• Work task:
Each line of the records that follow must come back exactly, with pictures skipped.

....

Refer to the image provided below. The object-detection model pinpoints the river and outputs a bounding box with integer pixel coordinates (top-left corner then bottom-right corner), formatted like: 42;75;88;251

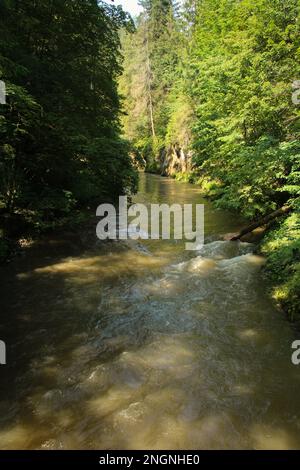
0;173;300;449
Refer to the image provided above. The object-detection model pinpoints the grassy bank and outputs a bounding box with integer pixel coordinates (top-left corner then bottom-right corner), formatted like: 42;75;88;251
260;210;300;321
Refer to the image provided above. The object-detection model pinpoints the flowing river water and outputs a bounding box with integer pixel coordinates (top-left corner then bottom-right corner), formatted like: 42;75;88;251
0;173;300;449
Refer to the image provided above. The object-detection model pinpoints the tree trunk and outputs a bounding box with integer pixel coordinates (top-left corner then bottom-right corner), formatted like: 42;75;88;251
145;31;156;138
230;206;292;241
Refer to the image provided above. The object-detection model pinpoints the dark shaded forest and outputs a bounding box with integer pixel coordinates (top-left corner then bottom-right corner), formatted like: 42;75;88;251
0;0;138;252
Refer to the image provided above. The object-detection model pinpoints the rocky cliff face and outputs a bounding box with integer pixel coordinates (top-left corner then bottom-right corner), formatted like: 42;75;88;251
159;144;192;176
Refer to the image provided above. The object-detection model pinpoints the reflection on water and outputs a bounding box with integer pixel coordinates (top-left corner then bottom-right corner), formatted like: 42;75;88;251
0;173;300;449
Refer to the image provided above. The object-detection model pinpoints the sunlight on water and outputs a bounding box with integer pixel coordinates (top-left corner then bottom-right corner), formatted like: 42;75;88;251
1;173;300;449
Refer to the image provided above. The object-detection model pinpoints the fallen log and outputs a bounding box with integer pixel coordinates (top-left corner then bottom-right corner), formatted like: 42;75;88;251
230;205;292;241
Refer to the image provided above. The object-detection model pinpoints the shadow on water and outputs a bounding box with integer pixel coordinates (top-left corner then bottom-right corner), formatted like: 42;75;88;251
0;173;300;449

....

• Response:
Refer to the image provided below. The object-detection model pinpoints the river and outputs a bounding box with integer pixel coordinates (top-left corner then bottom-right corner), formatted like: 42;75;88;251

0;173;300;449
Refer to the image provided above. The object-detection model pinpoints the grassy bank and outputs a bounding box with integer pixel coordinates (top-left corner then bottom-right corner), formatted like: 42;75;88;251
260;210;300;321
Refer to the image provided above. The object-detection model pinpoints the flowing river water and outputs a bounding box with integer pixel coordinates (top-left corner then bottom-right corner), formatted like: 42;75;88;251
0;173;300;449
Refer to the image provided above. The object-detection model pinpoints the tree trunk and outputs a bounding box with integer pixel coordinates (top-left corner then bottom-right corner), formatted like: 42;75;88;251
145;31;156;138
230;206;292;241
Refer to the image provided above. The object-detection model pinpoints the dark shaded forest and outputs a bounding box with integer pixel coordinates (top-left corner then bottom-right corner), formatted like: 42;75;88;251
0;0;138;252
Refer to the image provided above. The object-detection model pinpoints the rocky cliff face and outputs a bounding box with integer pixel coordinates (top-left corner then bottom-right corner), formatted like: 42;75;88;251
159;144;192;176
Refer to the image provided above. The object-detection model pinpoints the reflection on water and outputs a bounding box with integer pixel coordinates (top-left corner then bottom-right corner), formatted like: 42;75;88;251
0;173;300;449
Refer to the image provided above. The object-detection model pinpoints the sunlight on water and outputs a bounding box with integer pixel coordinates (top-left corner then bottom-right corner), formatted like: 42;75;88;251
1;173;300;449
Refer to the image provided above. The object-detection model pinpoints the fallen log and outputs a bounding box with integer pixel coordinates (top-left corner then bottom-right corner), formatted like: 42;75;88;251
230;205;292;241
Refer to the image provided above. The object-detection model pinpoints the shadow on water and outputs a bounding box with integer pixel coordinates (top-left corner then bottom-right corner), formatted like: 42;75;88;251
0;173;300;449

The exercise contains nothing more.